WHAT IS BEING ASKED:
Would you give all of the records again, exactly as they read?

DATA EXCERPTS: Begin

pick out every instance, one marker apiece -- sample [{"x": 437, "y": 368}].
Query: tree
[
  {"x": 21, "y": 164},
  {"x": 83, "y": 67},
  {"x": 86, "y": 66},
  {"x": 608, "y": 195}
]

DATA EXCERPTS: End

RESPONSE TO THIS EXERCISE:
pick out every instance, one marker apiece -- sample [{"x": 437, "y": 368}].
Query: tree
[
  {"x": 21, "y": 164},
  {"x": 83, "y": 67},
  {"x": 86, "y": 66},
  {"x": 608, "y": 195}
]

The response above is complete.